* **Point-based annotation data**
******

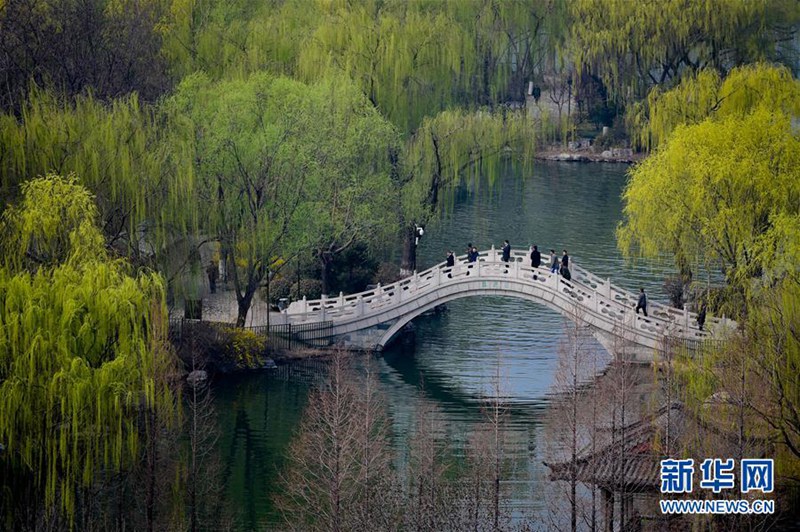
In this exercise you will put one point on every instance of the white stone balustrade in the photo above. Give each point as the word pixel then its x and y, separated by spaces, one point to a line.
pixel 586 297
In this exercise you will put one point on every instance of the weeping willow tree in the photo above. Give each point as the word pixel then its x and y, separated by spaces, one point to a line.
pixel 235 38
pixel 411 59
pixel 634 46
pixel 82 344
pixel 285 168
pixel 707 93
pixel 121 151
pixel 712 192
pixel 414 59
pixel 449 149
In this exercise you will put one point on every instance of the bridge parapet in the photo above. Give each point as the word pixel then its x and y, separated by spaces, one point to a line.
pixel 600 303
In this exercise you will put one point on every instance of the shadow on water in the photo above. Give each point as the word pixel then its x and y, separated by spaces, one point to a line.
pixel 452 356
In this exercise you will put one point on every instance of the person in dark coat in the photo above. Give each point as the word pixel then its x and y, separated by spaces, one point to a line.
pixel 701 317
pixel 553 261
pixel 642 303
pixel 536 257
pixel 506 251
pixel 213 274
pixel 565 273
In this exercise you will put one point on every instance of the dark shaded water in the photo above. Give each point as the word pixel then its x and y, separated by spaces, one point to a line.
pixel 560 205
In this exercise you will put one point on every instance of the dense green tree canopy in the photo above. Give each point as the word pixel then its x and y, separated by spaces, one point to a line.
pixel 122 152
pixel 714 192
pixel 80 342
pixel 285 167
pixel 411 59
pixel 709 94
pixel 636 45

******

Present all of the material above as a numbered list without the blank lines, and omit the pictures.

* **Output for this task**
1. In this exercise you will put one point on every instance of the white stone balustrade in the photo above. Give each point as the word pixel then its x and y, separated by spaces, one point to a line.
2. pixel 586 297
3. In this exercise you will put one point on every instance of the weeping willow tree in the photo above. Give each point as the word pixel then its x and y, separated by spaces, one point to a line.
4. pixel 235 38
5. pixel 411 59
6. pixel 634 46
7. pixel 82 344
8. pixel 285 168
9. pixel 707 93
10. pixel 121 151
11. pixel 712 192
12. pixel 414 59
13. pixel 449 149
14. In this exercise you will put one point on every instance of the bridge parapet in the photo above. Give each point as the word pixel then its x and y, separated by spaces, one point to a line.
15. pixel 600 303
16. In this exercise you will put one point on every instance of the shadow on water in the photo above. Give each point as the word pixel then its x and y, separated by spaces, one point to a line.
17. pixel 452 356
18. In this exercise you will put one point on every instance of the person in dark coat in the photo above. Give each point as the word pixel then its x and y, separated by spaces, one point to a line.
19. pixel 701 317
20. pixel 553 261
21. pixel 642 303
22. pixel 536 257
23. pixel 506 251
24. pixel 213 274
25. pixel 565 273
26. In this exercise you will put one point on every instance of the dark shaded water in the photo above. Give each point as the word pixel then its x and y, separated by spaces, one point to a line.
27. pixel 560 205
28. In this exercise you will put one point on every instance of the dense green tree canopy in the photo above. Give each point as the word pixel then its x and y, separated by spaces, one point to a line.
29. pixel 122 152
30. pixel 714 192
31. pixel 80 342
32. pixel 285 167
33. pixel 411 59
34. pixel 709 94
35. pixel 636 45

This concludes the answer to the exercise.